REQUIRED ACTION
Scan the data beneath this task and copy each line that includes "without".

Stored dataset items
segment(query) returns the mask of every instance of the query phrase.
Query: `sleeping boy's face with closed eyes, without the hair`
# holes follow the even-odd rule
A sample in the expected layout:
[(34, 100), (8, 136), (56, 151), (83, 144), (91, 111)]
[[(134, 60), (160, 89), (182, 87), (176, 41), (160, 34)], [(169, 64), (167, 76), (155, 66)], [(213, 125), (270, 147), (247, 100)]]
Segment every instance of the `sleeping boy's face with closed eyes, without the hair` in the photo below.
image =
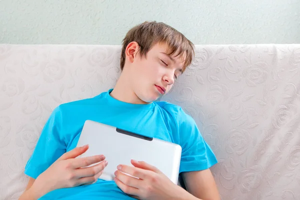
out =
[(128, 66), (130, 86), (141, 101), (151, 102), (166, 94), (175, 78), (181, 74), (183, 56), (168, 56), (166, 47), (166, 44), (157, 43), (147, 52), (146, 57), (140, 57), (136, 52), (132, 56)]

RESULT FOR THIS EXERCISE
Query: `sleeping boy's face with closed eyes, without the hair`
Segment every instance of the `sleeping boy's face with closed eyes, without the hair` in the photo below.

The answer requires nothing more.